[Exercise details] Repeat each entry in full, exactly.

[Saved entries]
^^^^^^^^^^^^^^^^

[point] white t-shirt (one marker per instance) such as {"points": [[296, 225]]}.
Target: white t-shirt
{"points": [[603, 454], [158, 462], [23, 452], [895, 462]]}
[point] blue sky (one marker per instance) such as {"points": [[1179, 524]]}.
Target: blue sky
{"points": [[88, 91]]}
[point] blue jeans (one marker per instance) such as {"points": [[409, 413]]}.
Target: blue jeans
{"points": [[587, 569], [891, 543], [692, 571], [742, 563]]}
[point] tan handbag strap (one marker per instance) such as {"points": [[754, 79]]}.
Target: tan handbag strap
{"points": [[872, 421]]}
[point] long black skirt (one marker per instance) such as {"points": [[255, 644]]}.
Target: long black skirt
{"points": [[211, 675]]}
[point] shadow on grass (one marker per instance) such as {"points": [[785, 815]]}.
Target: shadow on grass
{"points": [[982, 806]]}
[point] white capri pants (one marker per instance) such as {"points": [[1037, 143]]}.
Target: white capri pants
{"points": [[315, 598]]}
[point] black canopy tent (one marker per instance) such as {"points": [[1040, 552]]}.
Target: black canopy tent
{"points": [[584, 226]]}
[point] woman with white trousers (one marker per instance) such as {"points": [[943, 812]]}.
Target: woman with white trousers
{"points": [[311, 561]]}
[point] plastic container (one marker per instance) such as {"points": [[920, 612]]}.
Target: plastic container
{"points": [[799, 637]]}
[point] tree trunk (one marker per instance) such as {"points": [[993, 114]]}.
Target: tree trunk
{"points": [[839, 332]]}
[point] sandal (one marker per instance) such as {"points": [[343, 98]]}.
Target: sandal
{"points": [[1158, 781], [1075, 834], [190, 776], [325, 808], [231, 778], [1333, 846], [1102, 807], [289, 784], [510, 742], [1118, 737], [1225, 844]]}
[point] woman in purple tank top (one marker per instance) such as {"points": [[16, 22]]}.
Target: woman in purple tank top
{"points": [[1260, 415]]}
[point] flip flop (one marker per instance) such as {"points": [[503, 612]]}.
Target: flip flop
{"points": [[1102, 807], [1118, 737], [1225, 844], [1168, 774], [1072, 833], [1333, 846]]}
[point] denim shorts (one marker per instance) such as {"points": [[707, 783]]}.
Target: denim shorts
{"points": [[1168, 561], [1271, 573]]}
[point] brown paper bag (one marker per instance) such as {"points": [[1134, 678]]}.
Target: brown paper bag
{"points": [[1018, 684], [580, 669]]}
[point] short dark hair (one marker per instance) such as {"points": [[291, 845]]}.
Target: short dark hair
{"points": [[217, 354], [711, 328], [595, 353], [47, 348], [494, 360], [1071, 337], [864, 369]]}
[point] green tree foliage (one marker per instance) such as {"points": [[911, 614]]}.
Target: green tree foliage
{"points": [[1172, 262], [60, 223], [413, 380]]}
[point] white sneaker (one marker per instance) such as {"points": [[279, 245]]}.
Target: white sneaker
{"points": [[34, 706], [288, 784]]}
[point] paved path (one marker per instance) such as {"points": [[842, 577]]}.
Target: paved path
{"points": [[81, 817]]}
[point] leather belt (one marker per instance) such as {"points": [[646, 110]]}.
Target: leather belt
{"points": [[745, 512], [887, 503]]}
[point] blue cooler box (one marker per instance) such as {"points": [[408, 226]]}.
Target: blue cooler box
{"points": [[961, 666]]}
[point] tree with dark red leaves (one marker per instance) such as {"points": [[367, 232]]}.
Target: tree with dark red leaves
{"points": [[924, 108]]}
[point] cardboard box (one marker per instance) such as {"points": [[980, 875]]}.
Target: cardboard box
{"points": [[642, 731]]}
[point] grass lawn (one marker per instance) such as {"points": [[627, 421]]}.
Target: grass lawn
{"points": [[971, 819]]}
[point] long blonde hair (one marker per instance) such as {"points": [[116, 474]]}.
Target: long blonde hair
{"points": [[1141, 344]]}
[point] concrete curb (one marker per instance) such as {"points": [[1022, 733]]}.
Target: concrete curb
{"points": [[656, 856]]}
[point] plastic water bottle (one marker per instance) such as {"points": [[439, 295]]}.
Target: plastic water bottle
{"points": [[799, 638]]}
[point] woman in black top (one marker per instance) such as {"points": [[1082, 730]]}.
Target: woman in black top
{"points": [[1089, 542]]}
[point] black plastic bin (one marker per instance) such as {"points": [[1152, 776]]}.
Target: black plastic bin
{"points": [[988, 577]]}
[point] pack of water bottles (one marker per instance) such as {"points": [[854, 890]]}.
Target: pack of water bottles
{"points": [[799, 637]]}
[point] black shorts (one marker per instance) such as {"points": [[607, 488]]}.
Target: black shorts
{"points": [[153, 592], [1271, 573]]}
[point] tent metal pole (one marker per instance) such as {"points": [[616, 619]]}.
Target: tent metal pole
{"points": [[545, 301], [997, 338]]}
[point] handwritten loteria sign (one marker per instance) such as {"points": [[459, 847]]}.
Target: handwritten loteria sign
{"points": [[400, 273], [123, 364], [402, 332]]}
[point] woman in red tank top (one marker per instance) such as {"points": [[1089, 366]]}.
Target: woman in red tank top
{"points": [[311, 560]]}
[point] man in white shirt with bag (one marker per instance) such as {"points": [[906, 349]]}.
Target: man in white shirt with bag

^^^^^^^^^^^^^^^^

[Task solution]
[point] white t-shirt (one marker per instance) such as {"points": [[296, 225]]}.
Target: white t-shirt
{"points": [[603, 454], [158, 462], [23, 452], [895, 462]]}
[point] blue sky (one marker per instance) such as {"points": [[1179, 524]]}.
Target: blue sky
{"points": [[88, 91]]}
[point] blue jeans (one marker per instance) such as {"points": [[409, 413]]}.
Target: blue jeans
{"points": [[587, 569], [891, 543], [692, 571], [742, 563]]}
[point] tan handbag strap (one marker per instance) such as {"points": [[754, 79]]}.
Target: tan handbag strap
{"points": [[872, 421]]}
[point] long black skirt (one marker per instance) such as {"points": [[255, 644]]}.
Target: long black skirt
{"points": [[211, 675]]}
[point] shadow on grass (one marker per instance) such as {"points": [[785, 815]]}.
Target: shadow on grass
{"points": [[982, 806]]}
[point] white capri pants (one marker per instance) such as {"points": [[1037, 143]]}.
Target: white capri pants
{"points": [[315, 598]]}
[point] black canopy tent (one marker per instance) such as {"points": [[1040, 552]]}.
Target: black canopy tent
{"points": [[584, 226]]}
[point] woman with white trousers (one marker per instance) such as {"points": [[943, 812]]}.
Target: woman with white trousers
{"points": [[311, 561]]}
[point] plastic container (one marker per instance) such as {"points": [[920, 612]]}.
Target: plastic container
{"points": [[799, 637]]}
[point] tree trunk (one marker per instance) such as {"points": [[993, 114]]}.
Target: tree trunk
{"points": [[839, 332]]}
[point] sandal (one marker per instance) such as {"points": [[343, 98]]}.
Target: sandal
{"points": [[1158, 781], [1075, 834], [190, 776], [325, 808], [231, 778], [1333, 846], [1102, 807], [289, 784], [510, 742], [1118, 737], [1225, 844]]}
[point] woman in purple tank top (one marker per instance) such as {"points": [[16, 22]]}.
Target: woman in purple tank top
{"points": [[1260, 415]]}
[point] flip flop (one marker per instance) such as {"points": [[503, 612]]}.
Target: flip flop
{"points": [[1102, 807], [1118, 737], [1225, 844], [1168, 774], [1072, 833], [1333, 846]]}
[point] denim shorts (one marker per instance) such as {"points": [[707, 783]]}.
Target: denim shorts
{"points": [[1168, 561], [1271, 573]]}
[point] brown paper bag (one marker per instance) such as {"points": [[1134, 678]]}.
Target: brown paper bag
{"points": [[1018, 684], [580, 669]]}
[point] short dark hair (one marker per instance) such as {"points": [[291, 845]]}.
Target: short dark hair
{"points": [[217, 354], [711, 328], [595, 353], [47, 348], [494, 360], [1071, 337], [864, 369]]}
[point] green tree foliage (one marker per instance) such as {"points": [[911, 614]]}.
Target: green tree foliage
{"points": [[1172, 262], [60, 223], [413, 380]]}
[point] white sneaker (one marker per instance) such as {"points": [[279, 245]]}.
Target: white sneaker
{"points": [[34, 706], [288, 784]]}
[point] paved path (one marker per instance) such as {"points": [[842, 577]]}.
Target: paved path
{"points": [[81, 817]]}
[point] leather belt (one marker per instance) such as {"points": [[646, 110]]}.
Target: leather belt
{"points": [[745, 512], [887, 503]]}
[point] blue cooler box (one marker per instance) such as {"points": [[408, 226]]}.
Target: blue cooler box
{"points": [[961, 666]]}
[point] tree with dark red leaves (one marker per instance) such as {"points": [[367, 232]]}.
Target: tree with dark red leaves
{"points": [[924, 108]]}
[point] cardboard box (one marker per instance) such as {"points": [[980, 875]]}.
Target: cardboard box
{"points": [[642, 731]]}
[point] grass lawn (one marker per instance) such as {"points": [[627, 421]]}.
Target: grass lawn
{"points": [[971, 819]]}
[point] long blonde hair (one marker per instance) such as {"points": [[116, 474]]}.
Target: long blonde hair
{"points": [[1141, 344]]}
[point] concrete curb (one marker per instance) such as {"points": [[1022, 733]]}.
Target: concrete curb
{"points": [[656, 856]]}
[point] plastic water bottle (one marker per instance) such as {"points": [[439, 295]]}.
Target: plastic water bottle
{"points": [[799, 638]]}
[point] woman in black top (one marker per instance) such as {"points": [[1082, 730]]}.
Target: woman in black top
{"points": [[1089, 542]]}
[point] black plastic bin (one marker per instance) such as {"points": [[1152, 776]]}.
Target: black plastic bin
{"points": [[988, 577]]}
[point] pack of water bottles (one marker per instance) such as {"points": [[854, 890]]}.
Target: pack of water bottles
{"points": [[799, 637]]}
[point] black shorts (one marker per instance) such as {"points": [[607, 488]]}.
Target: black shorts
{"points": [[153, 592], [1271, 573]]}
[point] tent metal pole (one marker per instance) such as {"points": [[616, 619]]}.
Target: tent metal pole
{"points": [[545, 301], [997, 338]]}
[point] handwritten loteria sign (one marker per instance) such as {"points": [[459, 847]]}.
Target: handwritten loteria sign
{"points": [[400, 273], [123, 364], [402, 332]]}
[point] woman in red tank top (one marker per instance) such as {"points": [[1089, 366]]}.
Target: woman in red tank top
{"points": [[311, 560]]}
[point] man in white shirt with bag (one marker per instance) such as {"points": [[906, 349]]}.
Target: man in white shirt with bag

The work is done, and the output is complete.